:: WORK TO DO ::
**a)** Answer these from the article on post-Christmas online retail:
(i) What share of annual revenue does it say was probably earned in under four weeks?
(ii) Which three tasks make up the triad it names?
(iii) Which three questions appear under the heading "How to make the most of your Christmas shopping data"?
**b)** In the article on post-Christmas online retail, list each thing the final paragraph says it is time to do.
**c)** Please resume the article on post-Christmas online retail analysis, picking up after its last sentence.

:: READING TEXT ::

__________________________________________________

You’ve probably just raked in about a third of your annual revenue in less than 4 sleep-deprived weeks.

You’ve probably also taken a third of a year off your life dealing with last minute Christmas delivery debacles, manically outrged customers and the inevitable website bungles that is online retail in December-January.

But with your brand’s collective deep breath, comes the need to deal with those three challenging, but unfortunately necessary cousins of any successful online retail operation.

It’s time to sit down and take care of the evaluation, analysis and planning triad.

(Your article mini-directory)

Too busy to read the whole thing? We get it: logistics, synergies, KPI’s – all that stuff. Here’s the skim read version. You really should read the whole article though…

You can click on the dot point that takes your fancy and head straight to the relevant section.

How to make the most of your Christmas shopping data

What worked?

What didn’t?

How can you improve?

It’s time to analyse your Christmas shopping data, check your benchmarks and compile a list of actions. You need to improve your user experience with the lessons learnt from another silly season.

__________________________________________________

:: PROVIDED RECORDS ::
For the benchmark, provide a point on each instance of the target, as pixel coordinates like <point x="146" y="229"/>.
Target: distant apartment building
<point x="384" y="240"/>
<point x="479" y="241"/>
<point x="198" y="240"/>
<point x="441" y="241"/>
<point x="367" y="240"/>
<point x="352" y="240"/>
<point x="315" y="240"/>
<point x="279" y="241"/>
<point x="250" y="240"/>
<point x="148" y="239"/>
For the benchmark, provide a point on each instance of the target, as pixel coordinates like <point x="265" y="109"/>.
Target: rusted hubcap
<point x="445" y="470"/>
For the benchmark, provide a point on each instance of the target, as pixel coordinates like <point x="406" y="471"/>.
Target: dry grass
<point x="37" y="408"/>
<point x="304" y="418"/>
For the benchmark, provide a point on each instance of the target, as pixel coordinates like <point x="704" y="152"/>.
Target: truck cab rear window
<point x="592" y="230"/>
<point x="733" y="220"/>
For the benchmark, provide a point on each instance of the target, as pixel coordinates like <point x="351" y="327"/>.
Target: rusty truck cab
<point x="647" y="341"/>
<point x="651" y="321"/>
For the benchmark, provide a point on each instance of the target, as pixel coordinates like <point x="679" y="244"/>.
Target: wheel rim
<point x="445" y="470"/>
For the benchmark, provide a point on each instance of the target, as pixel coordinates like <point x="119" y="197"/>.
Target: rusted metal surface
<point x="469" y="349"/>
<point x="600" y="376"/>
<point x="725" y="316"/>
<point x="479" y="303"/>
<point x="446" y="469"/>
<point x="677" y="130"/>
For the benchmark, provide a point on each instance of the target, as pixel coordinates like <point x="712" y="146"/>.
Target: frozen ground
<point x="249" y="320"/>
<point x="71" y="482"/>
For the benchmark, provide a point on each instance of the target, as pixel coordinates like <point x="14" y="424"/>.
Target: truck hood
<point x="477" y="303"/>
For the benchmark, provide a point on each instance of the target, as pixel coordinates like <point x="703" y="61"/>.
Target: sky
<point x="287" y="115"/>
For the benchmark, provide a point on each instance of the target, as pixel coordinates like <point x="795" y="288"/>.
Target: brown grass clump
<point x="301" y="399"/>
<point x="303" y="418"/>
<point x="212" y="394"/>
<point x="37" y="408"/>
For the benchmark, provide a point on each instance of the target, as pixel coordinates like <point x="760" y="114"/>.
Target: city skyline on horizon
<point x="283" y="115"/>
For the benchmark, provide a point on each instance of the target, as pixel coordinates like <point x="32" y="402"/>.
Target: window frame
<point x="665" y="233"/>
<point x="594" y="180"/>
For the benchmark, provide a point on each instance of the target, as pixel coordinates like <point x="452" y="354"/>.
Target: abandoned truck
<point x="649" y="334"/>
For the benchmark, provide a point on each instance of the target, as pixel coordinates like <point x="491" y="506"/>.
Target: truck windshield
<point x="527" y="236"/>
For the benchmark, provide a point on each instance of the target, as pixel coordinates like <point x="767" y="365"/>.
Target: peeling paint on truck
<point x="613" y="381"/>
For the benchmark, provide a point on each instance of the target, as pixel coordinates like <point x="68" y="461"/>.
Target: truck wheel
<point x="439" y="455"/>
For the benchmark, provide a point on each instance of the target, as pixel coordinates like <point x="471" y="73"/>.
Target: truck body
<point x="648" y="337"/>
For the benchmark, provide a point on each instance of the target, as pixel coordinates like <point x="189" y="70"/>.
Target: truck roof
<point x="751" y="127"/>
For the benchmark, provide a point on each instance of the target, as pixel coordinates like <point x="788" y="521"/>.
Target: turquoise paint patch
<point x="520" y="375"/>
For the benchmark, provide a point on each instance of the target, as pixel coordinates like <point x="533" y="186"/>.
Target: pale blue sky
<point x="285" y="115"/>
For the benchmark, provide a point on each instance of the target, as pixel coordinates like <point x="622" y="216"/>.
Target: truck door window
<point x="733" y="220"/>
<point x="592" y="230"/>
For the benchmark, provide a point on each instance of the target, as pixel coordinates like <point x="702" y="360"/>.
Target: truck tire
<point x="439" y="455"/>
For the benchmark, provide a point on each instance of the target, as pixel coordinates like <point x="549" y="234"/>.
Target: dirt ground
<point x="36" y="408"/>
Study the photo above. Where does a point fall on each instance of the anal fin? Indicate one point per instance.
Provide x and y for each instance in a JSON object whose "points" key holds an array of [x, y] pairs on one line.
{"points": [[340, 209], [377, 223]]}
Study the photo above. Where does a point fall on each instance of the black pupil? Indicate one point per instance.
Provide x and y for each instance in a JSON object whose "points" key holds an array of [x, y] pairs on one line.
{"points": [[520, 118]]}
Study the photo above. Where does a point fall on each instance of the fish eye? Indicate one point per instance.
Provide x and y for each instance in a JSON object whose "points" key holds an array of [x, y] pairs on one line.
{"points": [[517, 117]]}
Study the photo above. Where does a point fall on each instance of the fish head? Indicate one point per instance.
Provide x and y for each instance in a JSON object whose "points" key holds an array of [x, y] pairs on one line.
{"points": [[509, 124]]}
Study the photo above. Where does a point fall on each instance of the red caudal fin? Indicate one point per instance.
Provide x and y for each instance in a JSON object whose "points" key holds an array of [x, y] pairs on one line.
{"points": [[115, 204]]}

__________________________________________________

:: SOLVED TASKS ::
**a)**
(i) About a third.
(ii) Evaluation, analysis and planning.
(iii) What worked? What didn't? How can you improve?

**b)**
- Analyse your Christmas shopping data
- Check your benchmarks
- Compile a list of actions

**c)**
To help you kick things off, we’ve got a really helpful article from Michael Harel, Director of Clicktale – an ecommerce analytics software provider. Michael has some simple, practical advice for your post-Christmas analysis, mainly focused around improving your online store UX.

Four quick tips to start you off:

  • Use your drop-off stats to improve your UX
  • Zero in on the cause of complaints and negative feedback
  • Perform a post mortem on your landing page bounce rates
  • Find out why browsers leave your product pages

It’s also time to plan your 2016 marketing calendar

As much as we ecommerce folk wish next year would just mind its own business until the bedlam of Christmas shopping is over, 2016 refuses to be silenced.

That evil new year is knocking on your office door right now, nagging you and your lack of marketing preparation.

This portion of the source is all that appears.